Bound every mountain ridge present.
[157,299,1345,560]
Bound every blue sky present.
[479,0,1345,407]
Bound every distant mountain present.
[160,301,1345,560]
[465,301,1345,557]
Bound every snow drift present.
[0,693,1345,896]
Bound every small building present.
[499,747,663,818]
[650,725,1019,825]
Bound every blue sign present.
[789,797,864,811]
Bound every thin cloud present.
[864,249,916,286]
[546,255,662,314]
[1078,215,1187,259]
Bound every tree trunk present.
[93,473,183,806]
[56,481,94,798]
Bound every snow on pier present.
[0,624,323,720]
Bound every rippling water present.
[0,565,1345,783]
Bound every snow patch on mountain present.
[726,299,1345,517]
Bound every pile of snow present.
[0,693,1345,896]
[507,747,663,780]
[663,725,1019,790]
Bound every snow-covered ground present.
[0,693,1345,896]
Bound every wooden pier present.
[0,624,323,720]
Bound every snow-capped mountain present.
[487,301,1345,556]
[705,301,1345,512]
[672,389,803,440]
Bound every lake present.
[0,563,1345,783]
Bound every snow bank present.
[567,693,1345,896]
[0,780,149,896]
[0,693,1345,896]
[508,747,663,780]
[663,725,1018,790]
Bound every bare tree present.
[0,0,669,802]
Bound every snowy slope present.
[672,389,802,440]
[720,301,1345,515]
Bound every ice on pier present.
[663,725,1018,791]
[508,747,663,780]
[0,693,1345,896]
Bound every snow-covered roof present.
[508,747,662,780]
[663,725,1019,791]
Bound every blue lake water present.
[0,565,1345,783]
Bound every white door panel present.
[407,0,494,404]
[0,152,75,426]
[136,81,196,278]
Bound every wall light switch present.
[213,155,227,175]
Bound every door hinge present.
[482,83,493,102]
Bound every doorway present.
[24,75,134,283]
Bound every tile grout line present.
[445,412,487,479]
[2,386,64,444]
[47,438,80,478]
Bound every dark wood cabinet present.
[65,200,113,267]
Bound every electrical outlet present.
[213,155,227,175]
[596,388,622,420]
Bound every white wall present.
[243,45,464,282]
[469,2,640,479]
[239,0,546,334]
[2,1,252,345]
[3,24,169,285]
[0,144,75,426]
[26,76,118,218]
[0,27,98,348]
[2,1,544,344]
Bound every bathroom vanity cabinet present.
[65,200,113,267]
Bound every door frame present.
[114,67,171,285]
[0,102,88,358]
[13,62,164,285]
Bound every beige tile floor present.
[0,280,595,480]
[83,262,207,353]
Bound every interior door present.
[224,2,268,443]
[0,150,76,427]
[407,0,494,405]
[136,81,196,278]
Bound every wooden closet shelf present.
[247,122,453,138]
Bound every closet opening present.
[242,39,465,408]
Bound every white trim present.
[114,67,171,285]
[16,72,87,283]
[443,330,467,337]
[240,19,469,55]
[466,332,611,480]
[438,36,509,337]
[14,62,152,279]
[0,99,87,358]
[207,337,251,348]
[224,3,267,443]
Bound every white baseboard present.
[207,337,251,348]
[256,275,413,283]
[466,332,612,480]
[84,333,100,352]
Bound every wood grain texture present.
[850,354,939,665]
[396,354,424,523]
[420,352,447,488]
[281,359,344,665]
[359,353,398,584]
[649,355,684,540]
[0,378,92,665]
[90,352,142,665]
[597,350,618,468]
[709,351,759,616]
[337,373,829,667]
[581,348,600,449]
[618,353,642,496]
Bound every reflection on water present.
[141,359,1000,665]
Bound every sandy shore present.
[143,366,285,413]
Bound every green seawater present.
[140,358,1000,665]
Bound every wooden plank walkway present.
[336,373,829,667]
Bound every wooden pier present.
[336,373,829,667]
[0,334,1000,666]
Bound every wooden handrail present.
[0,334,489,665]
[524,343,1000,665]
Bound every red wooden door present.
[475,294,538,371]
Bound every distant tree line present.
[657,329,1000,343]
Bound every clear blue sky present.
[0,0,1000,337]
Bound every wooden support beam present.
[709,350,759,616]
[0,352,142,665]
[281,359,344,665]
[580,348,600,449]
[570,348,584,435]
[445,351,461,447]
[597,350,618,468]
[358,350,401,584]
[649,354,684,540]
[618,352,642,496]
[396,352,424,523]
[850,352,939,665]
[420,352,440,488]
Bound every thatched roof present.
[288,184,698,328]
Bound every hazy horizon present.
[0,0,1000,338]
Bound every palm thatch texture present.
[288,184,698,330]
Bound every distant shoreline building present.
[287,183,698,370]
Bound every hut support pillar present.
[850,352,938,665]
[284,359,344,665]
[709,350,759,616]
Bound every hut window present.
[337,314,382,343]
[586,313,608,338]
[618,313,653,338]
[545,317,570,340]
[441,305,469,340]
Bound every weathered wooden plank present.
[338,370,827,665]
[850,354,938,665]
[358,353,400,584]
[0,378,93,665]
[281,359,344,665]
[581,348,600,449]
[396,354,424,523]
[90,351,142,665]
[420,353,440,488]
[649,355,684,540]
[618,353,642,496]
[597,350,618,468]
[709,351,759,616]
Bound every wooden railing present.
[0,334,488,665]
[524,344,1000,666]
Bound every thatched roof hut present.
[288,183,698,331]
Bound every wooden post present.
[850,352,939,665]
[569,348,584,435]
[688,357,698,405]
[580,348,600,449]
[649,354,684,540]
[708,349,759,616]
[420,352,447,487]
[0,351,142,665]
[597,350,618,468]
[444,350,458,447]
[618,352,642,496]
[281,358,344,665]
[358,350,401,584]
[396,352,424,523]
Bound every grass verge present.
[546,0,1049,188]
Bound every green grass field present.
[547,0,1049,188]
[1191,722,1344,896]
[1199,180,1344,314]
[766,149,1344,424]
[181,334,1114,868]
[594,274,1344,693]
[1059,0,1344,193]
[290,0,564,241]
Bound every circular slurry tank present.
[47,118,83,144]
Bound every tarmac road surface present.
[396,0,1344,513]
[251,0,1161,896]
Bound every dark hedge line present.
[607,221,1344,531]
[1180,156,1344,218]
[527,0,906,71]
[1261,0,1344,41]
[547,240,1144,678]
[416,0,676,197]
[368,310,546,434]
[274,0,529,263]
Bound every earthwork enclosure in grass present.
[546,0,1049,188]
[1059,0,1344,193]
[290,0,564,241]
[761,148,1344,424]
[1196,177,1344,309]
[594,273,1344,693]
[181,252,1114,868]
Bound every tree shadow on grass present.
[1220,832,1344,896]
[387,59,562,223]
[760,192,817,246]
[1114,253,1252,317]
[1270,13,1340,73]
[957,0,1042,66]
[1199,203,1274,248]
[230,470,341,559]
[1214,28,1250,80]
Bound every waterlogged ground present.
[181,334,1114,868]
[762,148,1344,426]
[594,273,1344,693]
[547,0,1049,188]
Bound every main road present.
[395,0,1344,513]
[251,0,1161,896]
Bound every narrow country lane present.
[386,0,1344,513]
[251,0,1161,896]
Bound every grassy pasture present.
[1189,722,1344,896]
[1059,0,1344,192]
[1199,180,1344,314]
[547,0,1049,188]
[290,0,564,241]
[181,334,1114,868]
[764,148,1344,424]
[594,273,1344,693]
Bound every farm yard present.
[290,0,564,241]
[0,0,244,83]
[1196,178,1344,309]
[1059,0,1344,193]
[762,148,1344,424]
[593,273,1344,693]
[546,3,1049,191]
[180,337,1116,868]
□ □ □
WHAT THIS TASK INVOLVES: Transfer the lines from the one containing "Bound every beige tile floor present." through the one containing "[242,39,465,408]", requests included, adding -33 to every coordinate in the bounding boxes.

RESPONSE TO THIS TASK:
Bound every beige tile floor present.
[-33,247,562,447]
[50,229,174,320]
Bound every interior door present.
[191,-31,235,410]
[-33,117,43,394]
[374,-33,461,372]
[103,48,163,245]
Bound every wooden closet shelf present.
[214,89,420,105]
Bound every closet opening present.
[209,6,432,375]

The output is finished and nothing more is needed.